- PETUNJUK TUGAS
• A. Berdasarkan teks tentang karya Imam al-Junaid, jelaskan apa yang ditunjukkan oleh karya-karyanya dan apa saja yang disebutkan teks itu tentang cara ia menuntut ilmu.
• B. Susunlah baris-baris pada entri sebagai daftar bernomor tanpa baris kosong, mulai dari baris yang memuat "Point out the drain" hingga baris yang memuat "[(446, 192), (487, 33), (452, 111), (295, 157)]", dengan kedua baris itu ikut disertakan.

- TEKS YANG DIBERIKAN

---

Karya-karyanya menurut Al-Hujwiri dalam Kitab Kasyf al-Mahjub meliputi Kitab Amtsal al-Quran, Kitab Rasail, serta Tashihul Iradah.
Ada juga yang berpendapat beberapa karyanya yang telah lenyap di antaranya Tashih Iradah, Kitab al-Munajat, Muntakhab al-Asrar fi Shifat ash-shiddiqqin wa al-abrar, Hikayat, al-Mufarriqat, al-Ma’tsurat’an al-Junaid wa asy-syibli wa abi Yazid al-Bisthami.
Selain itu, terdapat pula karya-karya yang diduga karya Imam al-Junaid, di antaranya Risalah Abu al-Qasim al-Junaid ila Yusuf bin al-Husain, Risalah fi al-Syukr dan Risalah fi al-Faqah, Kitab al-Qashd ila Allah, Ma’ali al-Himan, dan As-Sirr fi Anfas ash-Shufiyyah (Ali Hassan Abdel Kader:2018).
Karya-karya di atas menjadi indikasi dari keluasan dan kecintaan Imam al-Junaid terhadap ilmu pengetahuan. Ia berguru kepada seseorang yang sanad keilmuannya terpercaya. Mendapat keberkahan dari setiap doa yang mengalir dari guru-guru serta keikhlasannya sendiri dalam menuntut ilmu. Pengalamannya tersebut dapat kita teladani sebagai salah satu kunci sukses dalam menyelami luasnya ilmu pengetahuan.

---

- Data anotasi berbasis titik
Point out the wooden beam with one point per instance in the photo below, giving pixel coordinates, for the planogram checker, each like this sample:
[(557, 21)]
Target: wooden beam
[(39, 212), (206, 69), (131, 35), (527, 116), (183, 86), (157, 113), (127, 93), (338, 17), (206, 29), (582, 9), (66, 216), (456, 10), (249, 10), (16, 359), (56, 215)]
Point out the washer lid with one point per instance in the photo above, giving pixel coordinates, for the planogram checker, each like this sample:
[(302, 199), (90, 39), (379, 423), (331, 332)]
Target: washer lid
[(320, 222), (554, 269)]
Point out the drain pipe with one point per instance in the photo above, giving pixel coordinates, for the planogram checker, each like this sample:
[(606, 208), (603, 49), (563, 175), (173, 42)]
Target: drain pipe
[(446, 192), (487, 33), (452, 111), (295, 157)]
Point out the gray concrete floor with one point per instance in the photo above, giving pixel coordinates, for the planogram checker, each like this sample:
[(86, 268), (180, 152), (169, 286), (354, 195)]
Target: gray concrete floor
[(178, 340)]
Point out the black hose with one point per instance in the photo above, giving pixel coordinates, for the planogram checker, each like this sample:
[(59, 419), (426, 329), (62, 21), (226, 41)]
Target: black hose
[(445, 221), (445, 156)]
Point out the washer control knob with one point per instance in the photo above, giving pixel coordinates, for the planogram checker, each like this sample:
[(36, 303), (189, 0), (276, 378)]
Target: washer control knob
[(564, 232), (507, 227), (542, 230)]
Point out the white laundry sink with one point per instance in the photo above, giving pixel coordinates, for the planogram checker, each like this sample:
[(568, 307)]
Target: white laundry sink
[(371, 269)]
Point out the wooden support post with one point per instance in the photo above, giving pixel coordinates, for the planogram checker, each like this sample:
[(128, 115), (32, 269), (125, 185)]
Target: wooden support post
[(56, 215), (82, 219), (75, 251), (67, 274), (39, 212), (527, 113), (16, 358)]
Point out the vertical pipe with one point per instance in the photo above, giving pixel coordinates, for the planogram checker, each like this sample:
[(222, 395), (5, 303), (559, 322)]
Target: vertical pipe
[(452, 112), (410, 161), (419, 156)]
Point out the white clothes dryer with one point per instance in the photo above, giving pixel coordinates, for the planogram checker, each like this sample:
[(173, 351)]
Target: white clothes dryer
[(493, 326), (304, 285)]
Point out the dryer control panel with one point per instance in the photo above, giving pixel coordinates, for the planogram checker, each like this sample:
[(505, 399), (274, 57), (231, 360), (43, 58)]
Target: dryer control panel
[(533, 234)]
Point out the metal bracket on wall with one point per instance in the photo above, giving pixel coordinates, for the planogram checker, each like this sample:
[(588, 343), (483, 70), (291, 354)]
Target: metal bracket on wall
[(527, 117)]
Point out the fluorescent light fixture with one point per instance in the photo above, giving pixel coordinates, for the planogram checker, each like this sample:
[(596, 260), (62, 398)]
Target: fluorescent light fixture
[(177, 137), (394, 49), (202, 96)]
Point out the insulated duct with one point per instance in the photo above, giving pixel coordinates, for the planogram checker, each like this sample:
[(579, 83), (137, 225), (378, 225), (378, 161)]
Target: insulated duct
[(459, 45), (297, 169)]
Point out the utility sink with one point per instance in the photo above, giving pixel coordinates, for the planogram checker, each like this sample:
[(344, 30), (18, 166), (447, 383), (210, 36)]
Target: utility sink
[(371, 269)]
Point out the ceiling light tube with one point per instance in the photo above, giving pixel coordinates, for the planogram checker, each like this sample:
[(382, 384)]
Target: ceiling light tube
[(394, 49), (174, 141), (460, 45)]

---

- JAWABAN PER TUGAS
• A. Karya-karya Imam al-Junaid menjadi indikasi keluasan ilmu dan kecintaannya terhadap ilmu pengetahuan. Ia berguru kepada orang yang sanad keilmuannya terpercaya. Ia juga mendapat keberkahan dari doa guru-gurunya, dan ia ikhlas dalam menuntut ilmu.

• B.
1. Point out the drain pipe with one point per instance in the photo above, giving pixel coordinates, for the planogram checker, each like this sample:
2. [(606, 208), (603, 49), (563, 175), (173, 42)]
3. Target: drain pipe
4. [(446, 192), (487, 33), (452, 111), (295, 157)]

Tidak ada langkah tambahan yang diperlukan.